> _PROBLEM_:
Change each "Coordinates" to "Points" in the entries, starting at the line that contains "Please tag the pale" and ending at the final line of the entries. Return only those lines, with everything else unchanged.

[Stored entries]
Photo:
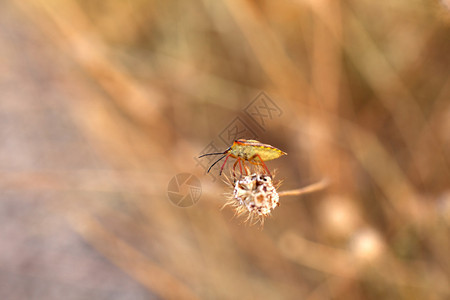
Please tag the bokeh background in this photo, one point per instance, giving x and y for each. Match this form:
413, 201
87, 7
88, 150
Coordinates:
102, 103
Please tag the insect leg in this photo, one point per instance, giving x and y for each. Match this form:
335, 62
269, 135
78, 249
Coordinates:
240, 166
215, 163
221, 169
234, 168
262, 163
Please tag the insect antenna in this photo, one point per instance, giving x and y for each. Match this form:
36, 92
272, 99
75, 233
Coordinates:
210, 154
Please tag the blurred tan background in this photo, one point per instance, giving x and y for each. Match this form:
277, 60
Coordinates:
102, 103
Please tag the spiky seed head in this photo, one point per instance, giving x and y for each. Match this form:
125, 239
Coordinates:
255, 194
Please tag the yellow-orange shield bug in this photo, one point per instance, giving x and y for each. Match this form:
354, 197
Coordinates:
252, 151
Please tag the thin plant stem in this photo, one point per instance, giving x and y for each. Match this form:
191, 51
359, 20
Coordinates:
307, 189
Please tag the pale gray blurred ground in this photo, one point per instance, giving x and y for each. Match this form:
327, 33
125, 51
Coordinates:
41, 257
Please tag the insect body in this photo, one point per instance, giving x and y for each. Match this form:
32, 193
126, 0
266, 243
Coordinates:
252, 151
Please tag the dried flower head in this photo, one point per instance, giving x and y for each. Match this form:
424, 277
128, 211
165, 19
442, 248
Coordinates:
256, 195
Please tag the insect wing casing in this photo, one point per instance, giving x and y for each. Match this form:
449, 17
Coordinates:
251, 149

> _ANSWER TO THIS EXERCISE_:
Please tag the pale gray blurred ground in this photo, one point per instance, giving x and y for each. Match this form:
327, 33
125, 51
Points:
41, 257
Please tag the insect body in this photo, one point per instance, giving x and y for each. Match this form:
32, 193
126, 0
266, 243
Points:
252, 151
Please tag the dried flower head in this photo, one point per instance, giving x and y for each. Match this form:
424, 277
128, 211
165, 19
442, 248
Points:
256, 195
Please tag the insect wing casing in this photo, one point per instance, giving x and y for each. Match this form:
449, 17
Points:
251, 149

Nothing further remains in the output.